▸ TASK PROMPT
Please copy out the rows below, swapping each "scouting log" for "survey log" and leaving everything else as it is.
>> start SUPPLIED MATERIAL
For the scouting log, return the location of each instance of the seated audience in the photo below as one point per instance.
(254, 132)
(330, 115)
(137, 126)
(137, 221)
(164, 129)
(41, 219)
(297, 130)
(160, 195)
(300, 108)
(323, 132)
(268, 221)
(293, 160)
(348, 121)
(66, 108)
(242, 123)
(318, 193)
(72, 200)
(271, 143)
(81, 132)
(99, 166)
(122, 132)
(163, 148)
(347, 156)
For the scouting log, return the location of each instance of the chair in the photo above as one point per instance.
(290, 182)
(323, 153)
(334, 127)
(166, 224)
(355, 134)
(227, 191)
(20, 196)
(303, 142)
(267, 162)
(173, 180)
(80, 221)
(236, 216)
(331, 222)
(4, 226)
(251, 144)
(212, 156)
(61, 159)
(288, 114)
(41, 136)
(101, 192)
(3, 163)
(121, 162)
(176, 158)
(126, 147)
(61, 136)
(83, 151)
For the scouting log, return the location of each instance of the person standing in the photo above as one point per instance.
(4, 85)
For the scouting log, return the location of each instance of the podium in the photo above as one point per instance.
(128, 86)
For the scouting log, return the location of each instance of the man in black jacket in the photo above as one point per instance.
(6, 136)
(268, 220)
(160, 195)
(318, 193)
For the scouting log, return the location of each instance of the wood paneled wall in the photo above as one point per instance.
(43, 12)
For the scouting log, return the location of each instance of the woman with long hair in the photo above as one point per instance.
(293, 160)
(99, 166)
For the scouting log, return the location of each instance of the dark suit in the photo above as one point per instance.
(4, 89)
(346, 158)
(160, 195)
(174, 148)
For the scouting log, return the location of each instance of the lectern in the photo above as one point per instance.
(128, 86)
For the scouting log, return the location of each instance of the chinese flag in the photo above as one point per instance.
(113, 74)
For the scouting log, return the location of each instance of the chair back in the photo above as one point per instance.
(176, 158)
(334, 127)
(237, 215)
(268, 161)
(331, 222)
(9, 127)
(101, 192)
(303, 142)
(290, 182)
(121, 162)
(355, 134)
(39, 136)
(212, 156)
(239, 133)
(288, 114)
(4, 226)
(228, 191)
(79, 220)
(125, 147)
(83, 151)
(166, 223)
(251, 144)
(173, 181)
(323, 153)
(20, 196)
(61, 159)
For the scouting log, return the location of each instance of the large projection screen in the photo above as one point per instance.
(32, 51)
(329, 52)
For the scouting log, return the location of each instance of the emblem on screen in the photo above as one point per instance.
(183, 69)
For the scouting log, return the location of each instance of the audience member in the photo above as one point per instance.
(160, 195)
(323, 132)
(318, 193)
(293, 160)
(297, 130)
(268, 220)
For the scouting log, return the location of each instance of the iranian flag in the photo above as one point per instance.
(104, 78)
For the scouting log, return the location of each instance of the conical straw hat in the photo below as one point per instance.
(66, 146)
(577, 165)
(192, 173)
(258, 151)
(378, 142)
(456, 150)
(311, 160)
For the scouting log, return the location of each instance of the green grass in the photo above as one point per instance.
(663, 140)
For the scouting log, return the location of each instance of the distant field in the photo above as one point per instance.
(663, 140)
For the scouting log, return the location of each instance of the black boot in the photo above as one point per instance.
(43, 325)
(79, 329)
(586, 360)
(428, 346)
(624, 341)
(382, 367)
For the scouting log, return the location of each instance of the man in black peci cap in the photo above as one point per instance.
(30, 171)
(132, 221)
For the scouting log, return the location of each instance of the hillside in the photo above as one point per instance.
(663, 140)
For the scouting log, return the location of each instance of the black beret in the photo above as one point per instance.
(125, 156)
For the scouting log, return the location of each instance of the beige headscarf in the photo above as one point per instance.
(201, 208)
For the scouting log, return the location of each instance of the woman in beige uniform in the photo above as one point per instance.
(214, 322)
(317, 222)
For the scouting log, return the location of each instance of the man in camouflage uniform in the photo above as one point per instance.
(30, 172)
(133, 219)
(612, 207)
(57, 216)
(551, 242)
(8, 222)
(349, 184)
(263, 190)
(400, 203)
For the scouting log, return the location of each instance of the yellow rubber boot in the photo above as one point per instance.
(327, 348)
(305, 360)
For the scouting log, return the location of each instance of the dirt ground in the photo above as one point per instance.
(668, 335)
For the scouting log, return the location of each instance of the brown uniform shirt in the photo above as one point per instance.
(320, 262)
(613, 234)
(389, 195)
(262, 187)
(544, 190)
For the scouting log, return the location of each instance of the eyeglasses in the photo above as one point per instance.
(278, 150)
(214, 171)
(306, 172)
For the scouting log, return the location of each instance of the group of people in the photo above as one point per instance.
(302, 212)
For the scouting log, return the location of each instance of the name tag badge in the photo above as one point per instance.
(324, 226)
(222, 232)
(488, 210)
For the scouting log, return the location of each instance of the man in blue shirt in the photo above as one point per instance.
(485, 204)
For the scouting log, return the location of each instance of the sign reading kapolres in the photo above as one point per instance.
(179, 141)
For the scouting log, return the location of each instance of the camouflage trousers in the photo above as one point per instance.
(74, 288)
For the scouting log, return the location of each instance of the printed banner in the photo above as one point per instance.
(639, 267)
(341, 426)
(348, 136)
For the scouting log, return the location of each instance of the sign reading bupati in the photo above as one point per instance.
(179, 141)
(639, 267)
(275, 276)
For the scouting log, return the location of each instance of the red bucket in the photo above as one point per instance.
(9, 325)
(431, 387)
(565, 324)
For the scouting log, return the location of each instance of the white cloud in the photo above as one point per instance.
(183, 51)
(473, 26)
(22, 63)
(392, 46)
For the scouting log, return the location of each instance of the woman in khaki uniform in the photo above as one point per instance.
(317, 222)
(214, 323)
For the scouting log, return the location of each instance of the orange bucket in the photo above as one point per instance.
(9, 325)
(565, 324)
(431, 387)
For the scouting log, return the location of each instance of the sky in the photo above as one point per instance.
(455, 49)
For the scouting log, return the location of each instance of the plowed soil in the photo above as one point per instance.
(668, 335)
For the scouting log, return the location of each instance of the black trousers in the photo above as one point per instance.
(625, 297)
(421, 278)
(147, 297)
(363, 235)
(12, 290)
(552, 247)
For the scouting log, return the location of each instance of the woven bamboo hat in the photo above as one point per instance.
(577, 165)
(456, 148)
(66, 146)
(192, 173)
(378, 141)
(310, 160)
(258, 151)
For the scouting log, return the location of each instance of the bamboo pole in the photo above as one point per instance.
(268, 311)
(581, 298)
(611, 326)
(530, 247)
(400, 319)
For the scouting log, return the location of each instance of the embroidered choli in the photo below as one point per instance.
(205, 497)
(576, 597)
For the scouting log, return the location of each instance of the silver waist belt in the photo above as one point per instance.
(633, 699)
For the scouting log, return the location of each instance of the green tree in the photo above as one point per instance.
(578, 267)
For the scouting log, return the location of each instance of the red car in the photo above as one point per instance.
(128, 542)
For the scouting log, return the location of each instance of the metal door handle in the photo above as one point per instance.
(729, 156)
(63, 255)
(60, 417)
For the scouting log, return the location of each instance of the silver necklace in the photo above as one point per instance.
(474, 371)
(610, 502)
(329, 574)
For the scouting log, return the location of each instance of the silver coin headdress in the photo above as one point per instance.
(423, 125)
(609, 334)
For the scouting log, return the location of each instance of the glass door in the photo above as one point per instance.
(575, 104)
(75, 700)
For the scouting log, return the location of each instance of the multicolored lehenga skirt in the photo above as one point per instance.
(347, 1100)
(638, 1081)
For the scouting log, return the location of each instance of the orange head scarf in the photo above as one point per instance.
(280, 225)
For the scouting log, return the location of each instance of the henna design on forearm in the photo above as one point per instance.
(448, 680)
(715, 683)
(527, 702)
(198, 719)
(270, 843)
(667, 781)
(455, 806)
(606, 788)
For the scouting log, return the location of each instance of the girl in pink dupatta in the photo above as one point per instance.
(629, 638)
>> end SUPPLIED MATERIAL
▸ WRITTEN REPLY
For the survey log, return the location of each instance of the seated audience in the photo below as one point per instance.
(254, 132)
(330, 115)
(137, 126)
(137, 221)
(164, 129)
(41, 219)
(297, 130)
(160, 195)
(300, 108)
(323, 132)
(268, 221)
(293, 160)
(348, 121)
(66, 108)
(242, 123)
(318, 193)
(72, 200)
(271, 143)
(81, 132)
(99, 166)
(122, 132)
(163, 148)
(347, 156)
For the survey log, return the location of each instance of the chair in the photo above as one point per instance.
(290, 182)
(323, 153)
(334, 127)
(166, 224)
(355, 134)
(227, 191)
(20, 196)
(303, 142)
(267, 162)
(173, 180)
(80, 221)
(236, 216)
(331, 222)
(4, 226)
(251, 144)
(212, 156)
(61, 159)
(288, 114)
(41, 136)
(101, 192)
(3, 163)
(121, 162)
(176, 158)
(126, 147)
(61, 136)
(83, 151)
For the survey log, return the location of each instance of the person standing in the photo above as one point per instance.
(4, 85)
For the survey log, return the location of each instance of the podium in the photo above as one point per instance.
(128, 86)
For the survey log, return the location of each instance of the man in black jacket in the photo above as one point per instance.
(6, 136)
(268, 220)
(160, 195)
(318, 193)
For the survey log, return the location of each instance of the wood paneled wall in the photo above as one point per instance.
(43, 12)
For the survey log, return the location of each instance of the woman with long hair in the photo above as one point per instance.
(293, 160)
(99, 166)
For the survey log, return the location of each instance of the dark suit in the photo above as one point per instance.
(4, 89)
(346, 158)
(160, 195)
(174, 148)
For the survey log, return the location of each instance of the lectern in the photo above as one point per instance.
(128, 86)
For the survey log, return the location of each instance of the chinese flag in the photo above as one point per instance.
(113, 74)
For the survey log, return the location of each instance of the chair back in the photo above as one point per instance.
(176, 158)
(334, 127)
(237, 215)
(268, 161)
(331, 222)
(9, 127)
(101, 192)
(303, 142)
(290, 182)
(121, 162)
(355, 134)
(39, 136)
(212, 156)
(239, 133)
(288, 114)
(4, 226)
(228, 191)
(79, 220)
(125, 147)
(83, 151)
(166, 223)
(251, 144)
(173, 181)
(323, 153)
(20, 196)
(61, 159)
For the survey log, return the location of each instance of the large projection screen in the photo above as one point per instance.
(32, 51)
(329, 52)
For the survey log, return the location of each instance of the emblem on screen in the photo above as one point per instance.
(183, 69)
For the survey log, return the location of each instance of the audience member in the photo above as one point per instance.
(160, 195)
(323, 132)
(318, 193)
(293, 160)
(297, 130)
(268, 220)
For the survey log, return the location of each instance of the iranian flag in the photo above as one point per instance.
(104, 78)
For the survey log, return the location of each instance of the conical straw hat in the photo below as one point per instance.
(66, 146)
(577, 165)
(192, 173)
(258, 151)
(378, 142)
(456, 150)
(311, 160)
For the survey log, return the location of each instance of the green grass in the photo above as one point per instance.
(663, 140)
For the survey log, return the location of each instance of the distant field in the photo above as one point per instance.
(663, 140)
For the survey log, return the location of each instance of the black boot in the photo above as one point per instance.
(43, 325)
(79, 329)
(586, 360)
(428, 346)
(624, 341)
(382, 367)
For the survey log, return the location of each instance of the man in black peci cap in the photo above as one point per instance.
(30, 171)
(132, 221)
For the survey log, return the location of each instance of the hillside in the photo above as one point per instance.
(663, 140)
For the survey log, return the location of each instance of the black beret in the photo above as one point per instance.
(125, 156)
For the survey log, return the location of each instance of the beige headscarf in the photo above as one point per instance.
(201, 208)
For the survey log, return the location of each instance of the woman in beige uniform in the photo above as one point per instance.
(214, 322)
(317, 222)
For the survey log, return the location of each instance of the man in camouflage uniform in the photo above as one point per instance.
(30, 172)
(133, 219)
(612, 207)
(57, 216)
(551, 242)
(8, 222)
(349, 184)
(263, 190)
(400, 203)
For the survey log, return the location of each instance of the yellow rubber boot in the photo above as one point per instance.
(327, 348)
(305, 360)
For the survey log, return the location of each instance of the dirt ground in the photo above as one point per instance.
(668, 335)
For the survey log, return the location of each instance of the brown uniform shirt in the photo above as one point per instance.
(320, 262)
(613, 234)
(389, 195)
(262, 187)
(544, 190)
For the survey log, return the location of each instance of the eyeglasses in the photo above as one point per instance.
(278, 150)
(214, 171)
(306, 172)
For the survey log, return the location of each instance of the group of people in the photo above as one point per instance.
(302, 212)
For the survey log, return the location of each instance of the name tag badge in the photo above as one point per instance.
(324, 226)
(222, 232)
(488, 210)
For the survey log, return the location of each instance of the man in blue shirt in the photo above as one point per instance.
(485, 204)
For the survey log, return the location of each instance of the sign reading kapolres in the photo above as one point per instance.
(179, 141)
For the survey log, return the location of each instance of the camouflage trousers in the photo above as one point per instance.
(74, 288)
For the survey log, return the location of each instance of the printed banner in the photo above as one point per instance.
(639, 267)
(341, 426)
(348, 136)
For the survey log, return the location of each instance of the sign reading bupati in the photo above as one point per instance.
(179, 141)
(639, 267)
(275, 276)
For the survey log, return the location of each instance of the red bucket in the photo above as one point per instance.
(9, 325)
(431, 387)
(565, 324)
For the survey log, return the location of each instance of the white cloud in the photo above as one point per instance.
(183, 51)
(473, 26)
(22, 63)
(392, 46)
For the survey log, return the location of each instance of the woman in khaki uniform in the photo above as one point per instance.
(317, 222)
(214, 323)
For the survey log, return the location of each instance of the orange bucket in the photo above as one point per instance.
(9, 325)
(565, 324)
(431, 387)
For the survey log, return the location of each instance of the sky in the photo above as one point per instance.
(455, 49)
For the survey log, return the location of each instance of the plowed soil in the photo above as one point per instance.
(668, 335)
For the survey log, return the location of each instance of the black trousers in the photo above as one point per instance.
(625, 297)
(421, 278)
(147, 297)
(363, 235)
(12, 290)
(552, 247)
For the survey log, return the location of each instance of the woven bamboo hat in the photo above as one point per instance.
(577, 165)
(456, 148)
(66, 146)
(192, 173)
(378, 141)
(310, 160)
(258, 151)
For the survey log, return the location of each instance of the bamboo pole in the photo above as one point per instance.
(268, 311)
(581, 298)
(611, 326)
(530, 247)
(400, 319)
For the survey log, return the location of each instance of the embroidered choli in the photo below as one point per instance.
(205, 497)
(576, 597)
For the survey log, return the location of each instance of the silver waist belt in the photo above as one point per instance.
(633, 699)
For the survey log, return the location of each instance of the green tree in the photo above as one point per instance.
(578, 267)
For the survey log, return the location of each instance of the red car in the photo above as one point per instance.
(128, 542)
For the survey log, return the location of each instance of the metal door handle in the photo above as one point per instance.
(729, 156)
(63, 255)
(60, 417)
For the survey log, return the location of each instance of the silver necklace in the photo above as one point per instance.
(474, 371)
(610, 502)
(329, 574)
For the survey log, return the location of each instance of the silver coin headdress in the photo above as one point per instance.
(423, 125)
(609, 334)
For the survey log, return the location of each instance of the glass door in the photo above as one point per instance.
(575, 104)
(75, 700)
For the survey log, return the location of each instance of the multicolored lehenga skirt in the photo above as one point per instance.
(347, 1100)
(638, 1081)
For the survey log, return the location of each instance of the orange head scarf in the photo above as one point per instance.
(280, 225)
For the survey log, return the location of each instance of the henna design on forearm in the photo above as one point per instance.
(448, 680)
(715, 683)
(527, 702)
(198, 719)
(270, 843)
(667, 781)
(455, 806)
(606, 788)
For the survey log, return the location of each instance of the girl in pink dupatta in the photo above as one point per instance.
(629, 638)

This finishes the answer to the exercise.